**INSTRUCTION:** Copy the whole listing below word for word, leaving out the pictures.

**GIVEN RECORDS:**
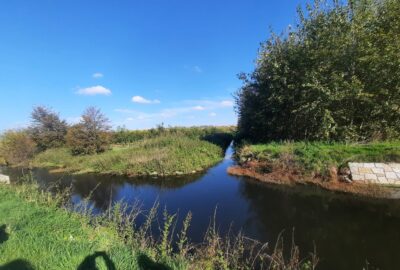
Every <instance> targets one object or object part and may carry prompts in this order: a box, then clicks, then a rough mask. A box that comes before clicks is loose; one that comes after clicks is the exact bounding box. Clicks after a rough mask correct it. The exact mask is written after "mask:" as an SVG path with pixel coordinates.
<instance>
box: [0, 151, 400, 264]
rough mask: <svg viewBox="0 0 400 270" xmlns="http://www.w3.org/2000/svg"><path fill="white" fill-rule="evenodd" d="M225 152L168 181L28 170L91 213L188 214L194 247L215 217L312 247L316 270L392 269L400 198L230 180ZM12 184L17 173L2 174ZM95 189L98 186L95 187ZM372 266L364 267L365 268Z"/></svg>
mask: <svg viewBox="0 0 400 270" xmlns="http://www.w3.org/2000/svg"><path fill="white" fill-rule="evenodd" d="M231 153H232V148H229V149H228V150H227V154H226V157H225V159H224V160H223V161H222V162H221V163H219V164H218V165H216V166H215V167H213V168H210V169H209V170H208V171H206V172H204V173H202V174H196V175H190V176H184V177H168V178H134V179H132V178H131V179H129V178H126V177H114V176H99V175H93V174H90V175H79V176H71V175H62V174H50V173H49V172H48V171H46V170H35V171H34V172H33V173H34V175H35V178H36V179H38V180H39V182H40V184H41V185H42V186H43V187H49V186H51V185H54V184H55V183H58V184H61V185H63V186H69V185H71V186H72V190H73V192H72V198H71V199H72V201H73V202H74V203H79V202H80V201H81V200H82V199H83V198H85V197H87V196H89V195H90V194H92V196H91V203H92V204H93V206H94V209H95V212H101V211H104V210H106V209H107V207H108V206H109V205H110V204H112V203H113V202H116V201H121V200H123V201H125V202H127V203H128V204H131V205H133V204H135V203H136V202H137V201H140V202H141V203H142V205H143V208H144V209H149V208H151V207H152V206H153V204H154V202H155V201H159V203H160V206H161V207H162V208H164V207H166V208H167V210H168V211H169V212H170V213H175V212H178V213H179V217H180V219H182V218H183V217H184V216H185V215H186V214H187V213H188V212H189V211H191V212H192V214H193V219H192V223H191V228H190V231H189V234H190V237H191V239H192V240H193V241H197V242H198V241H202V239H203V236H204V232H205V230H206V228H207V227H208V225H209V222H210V218H211V217H212V216H213V215H214V211H215V210H216V209H217V210H216V211H217V224H218V228H219V230H220V232H221V233H224V232H226V231H228V230H229V229H232V230H234V231H238V230H242V231H243V232H244V233H245V234H246V235H247V236H249V237H252V238H255V239H258V240H260V241H263V242H271V243H274V242H275V240H276V238H277V236H278V235H279V233H281V232H282V231H284V234H283V235H284V237H285V238H286V239H287V240H290V239H291V237H292V230H293V229H294V231H295V233H294V236H295V241H296V244H297V245H298V246H299V247H300V249H301V251H302V252H303V253H304V255H307V253H308V252H310V251H312V250H313V249H314V245H315V247H316V249H317V254H318V257H319V258H320V263H319V269H332V270H333V269H334V270H337V269H363V268H364V267H365V266H366V262H367V261H368V263H369V264H370V269H374V268H373V267H379V269H399V265H400V256H399V254H400V200H389V199H379V200H376V199H375V200H372V199H366V198H358V197H354V196H352V195H343V194H335V193H332V192H328V191H323V190H320V189H318V188H315V187H278V186H272V185H266V184H262V183H259V182H257V181H254V180H251V179H248V178H244V177H235V176H230V175H228V174H227V173H226V170H227V168H228V167H229V166H231V165H232V164H233V162H234V161H232V159H231ZM3 172H4V173H8V174H10V175H11V178H12V179H13V180H15V179H17V178H18V177H19V176H20V174H21V171H15V170H10V169H6V168H3ZM99 183H100V184H99ZM371 266H372V267H371Z"/></svg>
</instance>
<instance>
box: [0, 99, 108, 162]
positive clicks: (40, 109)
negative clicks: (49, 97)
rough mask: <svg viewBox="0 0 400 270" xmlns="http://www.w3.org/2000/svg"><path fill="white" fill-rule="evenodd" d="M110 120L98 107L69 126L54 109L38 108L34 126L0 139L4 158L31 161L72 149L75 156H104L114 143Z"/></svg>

**OUTPUT:**
Every <instance> targets one object or object part and may carry prompts in this order: a box, then clicks, then a rough mask. A box that comes before clicks is loose; one that comes after clicks is the exact bounding box. Clicks after a rough mask correct it. The exact mask is written after "mask:" as an SVG path with pixel coordinates.
<instance>
box: [0, 151, 400, 264]
rough mask: <svg viewBox="0 0 400 270" xmlns="http://www.w3.org/2000/svg"><path fill="white" fill-rule="evenodd" d="M225 152L168 181L28 170L91 213L188 214L194 247L215 217L312 247L316 270L392 269L400 198L230 180ZM12 184L17 173L2 174ZM95 189L98 186L95 187ZM372 266L364 267L365 268Z"/></svg>
mask: <svg viewBox="0 0 400 270" xmlns="http://www.w3.org/2000/svg"><path fill="white" fill-rule="evenodd" d="M231 153H232V148H229V149H228V150H227V154H226V157H225V159H224V160H223V161H222V162H221V163H219V164H218V165H216V166H215V167H213V168H210V169H209V170H208V171H206V172H204V173H202V174H196V175H190V176H184V177H168V178H134V179H132V178H131V179H129V178H126V177H114V176H99V175H93V174H90V175H79V176H71V175H62V174H50V173H49V172H48V171H46V170H35V171H34V172H33V173H34V175H35V178H36V179H38V180H39V182H40V184H41V185H42V186H43V187H49V186H51V185H54V184H55V183H58V184H61V185H63V186H69V185H71V186H72V190H73V192H72V198H71V199H72V201H73V202H74V203H79V202H80V201H81V200H82V199H83V198H85V197H87V196H89V195H90V194H92V196H91V203H92V204H93V206H94V209H95V212H101V211H104V210H106V209H107V207H108V206H109V205H110V204H112V203H113V202H116V201H121V200H123V201H125V202H127V203H128V204H131V205H133V204H135V203H136V202H137V201H140V202H141V203H142V205H143V208H144V209H149V208H151V207H152V206H153V204H154V202H155V201H159V203H160V206H161V207H162V208H164V207H166V208H167V210H168V211H169V212H170V213H175V212H178V213H179V217H180V219H182V218H183V217H184V216H185V215H186V214H187V213H188V212H189V211H191V212H192V214H193V219H192V223H191V228H190V231H189V234H190V237H191V239H192V240H193V241H197V242H198V241H202V239H203V236H204V232H205V230H206V228H207V227H208V225H209V222H210V218H211V217H212V216H213V215H214V211H215V210H216V209H217V210H216V211H217V224H218V228H219V230H220V232H221V233H224V232H226V231H228V230H229V229H232V230H234V231H238V230H242V231H243V232H244V233H245V234H246V235H247V236H249V237H252V238H255V239H258V240H260V241H263V242H271V243H274V242H275V240H276V238H277V236H278V235H279V233H281V232H282V231H284V234H283V235H284V237H285V238H286V239H287V240H290V239H291V237H292V230H293V229H294V231H295V233H294V236H295V241H296V244H297V245H298V246H299V247H300V249H301V251H302V252H303V253H304V255H307V253H308V252H310V251H312V250H313V249H314V245H315V247H316V249H317V254H318V257H319V258H320V263H319V269H332V270H333V269H334V270H337V269H363V268H364V267H365V266H366V262H367V261H368V263H369V264H370V269H374V268H373V267H379V269H399V265H400V256H399V254H400V200H389V199H379V200H376V199H375V200H372V199H366V198H358V197H354V196H352V195H343V194H335V193H332V192H328V191H323V190H320V189H318V188H315V187H278V186H272V185H266V184H262V183H259V182H257V181H254V180H251V179H248V178H244V177H235V176H230V175H228V174H227V173H226V170H227V168H228V167H229V166H231V165H232V164H233V162H234V161H232V159H231ZM3 172H4V173H8V174H10V175H11V178H12V179H13V180H15V179H17V178H18V177H19V176H20V174H21V171H15V170H10V169H6V168H3ZM99 183H100V184H99ZM371 266H372V267H371Z"/></svg>
</instance>
<instance>
box: [0, 99, 108, 162]
positive clicks: (40, 109)
negative clicks: (49, 97)
rough mask: <svg viewBox="0 0 400 270" xmlns="http://www.w3.org/2000/svg"><path fill="white" fill-rule="evenodd" d="M110 120L98 107L69 126L54 109L38 108L34 126L0 139L4 158L31 161L72 149L75 156H104L114 143Z"/></svg>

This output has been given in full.